TASK BRIEF: Rewrite the listing below so that every "even-odd" becomes "nonzero", keeping all other text the same.

Outline entries for labeled areas:
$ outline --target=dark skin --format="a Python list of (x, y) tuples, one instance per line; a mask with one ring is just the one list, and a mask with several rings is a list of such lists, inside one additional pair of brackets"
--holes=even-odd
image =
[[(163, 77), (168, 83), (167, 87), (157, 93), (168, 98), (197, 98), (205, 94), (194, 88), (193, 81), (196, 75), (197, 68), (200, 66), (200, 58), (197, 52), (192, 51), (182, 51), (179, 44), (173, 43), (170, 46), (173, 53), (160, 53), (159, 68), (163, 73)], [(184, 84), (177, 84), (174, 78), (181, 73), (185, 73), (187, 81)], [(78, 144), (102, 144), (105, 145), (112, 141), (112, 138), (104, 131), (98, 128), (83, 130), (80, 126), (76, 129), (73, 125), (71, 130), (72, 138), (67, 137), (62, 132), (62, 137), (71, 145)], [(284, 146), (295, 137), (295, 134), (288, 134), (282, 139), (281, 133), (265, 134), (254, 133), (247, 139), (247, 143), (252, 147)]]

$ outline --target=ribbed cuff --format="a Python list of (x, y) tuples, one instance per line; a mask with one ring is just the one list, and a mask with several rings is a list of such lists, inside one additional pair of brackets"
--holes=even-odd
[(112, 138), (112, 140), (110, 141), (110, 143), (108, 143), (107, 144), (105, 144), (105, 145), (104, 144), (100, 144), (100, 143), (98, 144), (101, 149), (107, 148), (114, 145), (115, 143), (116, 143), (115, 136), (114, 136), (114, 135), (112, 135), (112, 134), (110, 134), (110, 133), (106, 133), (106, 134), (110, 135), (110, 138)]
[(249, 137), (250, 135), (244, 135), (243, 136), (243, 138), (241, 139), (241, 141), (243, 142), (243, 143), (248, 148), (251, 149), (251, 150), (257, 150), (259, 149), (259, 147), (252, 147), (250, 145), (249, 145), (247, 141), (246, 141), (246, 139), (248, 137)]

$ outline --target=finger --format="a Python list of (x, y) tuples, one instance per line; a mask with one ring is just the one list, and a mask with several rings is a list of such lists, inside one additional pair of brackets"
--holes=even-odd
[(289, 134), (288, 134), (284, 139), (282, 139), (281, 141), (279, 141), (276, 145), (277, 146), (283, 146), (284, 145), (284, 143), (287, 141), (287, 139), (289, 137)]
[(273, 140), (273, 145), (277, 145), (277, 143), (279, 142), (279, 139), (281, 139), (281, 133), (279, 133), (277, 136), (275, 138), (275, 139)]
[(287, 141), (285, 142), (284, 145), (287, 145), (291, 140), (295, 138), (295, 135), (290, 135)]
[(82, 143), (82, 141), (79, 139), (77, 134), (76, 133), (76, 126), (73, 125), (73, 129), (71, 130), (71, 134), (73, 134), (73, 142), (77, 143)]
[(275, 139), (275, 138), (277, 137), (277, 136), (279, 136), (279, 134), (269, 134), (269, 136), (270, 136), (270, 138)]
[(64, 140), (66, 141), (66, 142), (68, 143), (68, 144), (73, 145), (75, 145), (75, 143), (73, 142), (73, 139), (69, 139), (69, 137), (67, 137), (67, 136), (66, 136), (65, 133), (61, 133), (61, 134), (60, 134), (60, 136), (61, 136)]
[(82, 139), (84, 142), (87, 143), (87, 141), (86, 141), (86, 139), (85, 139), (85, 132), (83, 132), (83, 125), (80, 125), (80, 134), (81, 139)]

SOLUTION:
$ outline --target=dark skin --format="a Python list of (x, y) tuples, one instance per line; a mask with one ring is just the one list, and a mask with several rings is a list of such lists, inside one additional pair of brackets"
--holes=nonzero
image =
[[(163, 77), (168, 83), (167, 87), (157, 93), (168, 98), (197, 98), (205, 94), (194, 88), (193, 81), (196, 75), (197, 68), (200, 66), (200, 58), (197, 52), (192, 51), (182, 51), (179, 44), (173, 43), (170, 46), (173, 53), (160, 53), (159, 68), (163, 73)], [(184, 84), (177, 84), (174, 78), (181, 73), (185, 73), (187, 81)], [(78, 144), (102, 144), (105, 145), (112, 141), (112, 138), (104, 131), (98, 128), (83, 130), (80, 126), (76, 129), (73, 125), (71, 130), (72, 138), (67, 137), (62, 132), (62, 137), (71, 145)], [(284, 146), (295, 137), (295, 134), (288, 134), (282, 139), (281, 133), (265, 134), (254, 133), (247, 139), (247, 143), (252, 147)]]

$ outline --target=ribbed cuff --format="a Python list of (x, y) tuples, one instance per line; a mask with one ring is just the one list, and a mask with several rings is a list of such lists, inside one additional pair of brackets"
--holes=nonzero
[(112, 138), (112, 140), (110, 141), (110, 143), (108, 143), (107, 144), (105, 144), (105, 145), (104, 144), (100, 144), (100, 143), (98, 144), (101, 149), (107, 148), (114, 145), (115, 143), (116, 143), (115, 136), (114, 136), (114, 135), (112, 135), (112, 134), (110, 134), (110, 133), (106, 133), (106, 134), (110, 135), (110, 138)]
[(249, 137), (250, 135), (244, 135), (243, 136), (243, 138), (241, 139), (241, 141), (243, 142), (243, 143), (248, 148), (251, 149), (251, 150), (257, 150), (259, 149), (259, 147), (252, 147), (250, 145), (249, 145), (247, 141), (246, 141), (246, 139), (248, 137)]

$ outline --target=finger --format="a Python list of (x, y) tuples, one instance per line; a mask with one ring is just the one list, and a mask with several rings is a list of such lists, inside one additional pair of brackets"
--holes=nonzero
[(289, 134), (288, 134), (284, 139), (282, 139), (281, 141), (279, 141), (276, 145), (277, 146), (283, 146), (284, 145), (284, 143), (287, 141), (287, 139), (289, 137)]
[(273, 140), (273, 145), (277, 145), (277, 143), (279, 142), (279, 139), (281, 139), (281, 133), (279, 133), (277, 136), (275, 138), (275, 139)]
[(287, 141), (285, 142), (284, 145), (287, 145), (291, 140), (295, 138), (295, 135), (290, 135)]
[(82, 143), (82, 141), (79, 139), (77, 134), (76, 133), (76, 126), (73, 125), (73, 129), (71, 130), (71, 134), (73, 134), (73, 142), (77, 143)]
[(275, 139), (275, 138), (277, 137), (277, 136), (279, 136), (279, 134), (269, 134), (269, 136), (270, 136), (270, 138)]
[(64, 140), (66, 141), (66, 142), (68, 143), (68, 144), (73, 145), (75, 145), (75, 143), (73, 142), (73, 139), (69, 139), (69, 137), (67, 137), (67, 136), (66, 136), (65, 133), (61, 133), (61, 134), (60, 134), (60, 136), (61, 136)]
[(82, 139), (84, 142), (87, 143), (87, 141), (86, 141), (86, 139), (85, 139), (85, 132), (83, 132), (83, 125), (80, 125), (80, 134), (81, 139)]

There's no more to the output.